▶ _Work instructions_:
In the entries below, find each line bearing the string "integer" and copy it.
######
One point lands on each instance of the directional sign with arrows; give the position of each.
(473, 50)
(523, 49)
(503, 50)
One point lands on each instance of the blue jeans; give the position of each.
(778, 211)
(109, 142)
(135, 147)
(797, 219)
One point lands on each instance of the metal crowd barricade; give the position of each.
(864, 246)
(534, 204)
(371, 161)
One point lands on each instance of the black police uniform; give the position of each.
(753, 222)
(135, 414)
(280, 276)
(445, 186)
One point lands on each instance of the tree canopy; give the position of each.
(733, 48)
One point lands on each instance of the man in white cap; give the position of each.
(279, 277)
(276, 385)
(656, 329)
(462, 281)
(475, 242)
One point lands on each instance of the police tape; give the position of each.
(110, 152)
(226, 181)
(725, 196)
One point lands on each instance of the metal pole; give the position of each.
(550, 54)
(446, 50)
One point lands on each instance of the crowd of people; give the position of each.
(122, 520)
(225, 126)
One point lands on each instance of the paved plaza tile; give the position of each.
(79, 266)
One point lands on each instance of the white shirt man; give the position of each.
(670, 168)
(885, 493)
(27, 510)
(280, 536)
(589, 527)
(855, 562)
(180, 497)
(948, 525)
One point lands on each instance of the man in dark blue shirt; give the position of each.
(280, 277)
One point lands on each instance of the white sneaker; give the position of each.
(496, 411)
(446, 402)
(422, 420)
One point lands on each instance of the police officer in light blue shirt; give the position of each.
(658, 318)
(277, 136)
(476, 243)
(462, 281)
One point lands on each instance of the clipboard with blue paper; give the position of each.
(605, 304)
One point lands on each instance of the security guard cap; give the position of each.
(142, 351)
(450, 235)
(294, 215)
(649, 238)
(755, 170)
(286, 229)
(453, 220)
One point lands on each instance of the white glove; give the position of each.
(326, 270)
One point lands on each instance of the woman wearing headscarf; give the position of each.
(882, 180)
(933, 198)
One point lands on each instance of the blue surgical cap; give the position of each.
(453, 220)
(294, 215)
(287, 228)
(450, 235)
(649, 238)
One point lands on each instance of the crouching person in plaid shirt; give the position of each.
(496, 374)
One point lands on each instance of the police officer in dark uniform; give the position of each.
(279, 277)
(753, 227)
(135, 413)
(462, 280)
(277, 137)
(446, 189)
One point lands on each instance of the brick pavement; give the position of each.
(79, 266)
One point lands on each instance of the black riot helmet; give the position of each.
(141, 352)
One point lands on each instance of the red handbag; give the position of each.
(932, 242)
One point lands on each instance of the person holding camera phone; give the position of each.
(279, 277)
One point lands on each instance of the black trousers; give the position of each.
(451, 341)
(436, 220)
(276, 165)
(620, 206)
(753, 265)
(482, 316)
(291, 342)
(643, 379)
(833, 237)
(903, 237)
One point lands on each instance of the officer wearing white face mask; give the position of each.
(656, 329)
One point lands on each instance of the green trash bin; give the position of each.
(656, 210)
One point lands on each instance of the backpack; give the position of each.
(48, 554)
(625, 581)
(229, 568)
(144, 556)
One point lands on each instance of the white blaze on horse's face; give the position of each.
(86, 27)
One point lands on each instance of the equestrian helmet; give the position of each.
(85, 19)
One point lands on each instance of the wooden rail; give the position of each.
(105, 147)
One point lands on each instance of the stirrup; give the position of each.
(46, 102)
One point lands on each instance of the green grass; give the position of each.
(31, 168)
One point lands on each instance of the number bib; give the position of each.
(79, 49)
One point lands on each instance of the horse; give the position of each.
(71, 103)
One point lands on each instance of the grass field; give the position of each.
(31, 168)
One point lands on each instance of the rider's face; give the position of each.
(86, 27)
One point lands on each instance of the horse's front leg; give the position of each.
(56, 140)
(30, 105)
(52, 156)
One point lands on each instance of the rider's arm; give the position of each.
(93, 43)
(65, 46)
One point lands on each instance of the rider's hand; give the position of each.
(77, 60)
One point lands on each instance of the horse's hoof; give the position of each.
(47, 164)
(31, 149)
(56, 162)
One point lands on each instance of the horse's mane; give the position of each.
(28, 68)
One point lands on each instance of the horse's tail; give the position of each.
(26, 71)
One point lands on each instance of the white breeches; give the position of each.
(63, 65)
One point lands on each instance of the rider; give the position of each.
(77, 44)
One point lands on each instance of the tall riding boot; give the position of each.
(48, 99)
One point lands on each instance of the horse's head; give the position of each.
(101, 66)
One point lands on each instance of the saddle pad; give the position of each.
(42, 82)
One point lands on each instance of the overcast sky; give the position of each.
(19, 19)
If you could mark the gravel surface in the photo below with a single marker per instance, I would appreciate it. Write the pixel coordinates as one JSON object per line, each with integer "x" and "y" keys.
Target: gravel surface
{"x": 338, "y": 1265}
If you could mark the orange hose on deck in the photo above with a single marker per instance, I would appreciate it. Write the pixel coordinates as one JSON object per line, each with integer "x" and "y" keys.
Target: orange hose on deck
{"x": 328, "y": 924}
######
▶ _Output of the task_:
If you could mark the gravel surface in the photo below with a single marker per instance, I would appreciate it. Write the pixel coordinates as one JSON object per line, each with integer "x" and "y" keys.
If you could mark the orange hose on deck in the photo above with a single marker per instance, I would appreciate it. Write the pixel coordinates as one JSON object per line, each with integer "x" and "y" keys.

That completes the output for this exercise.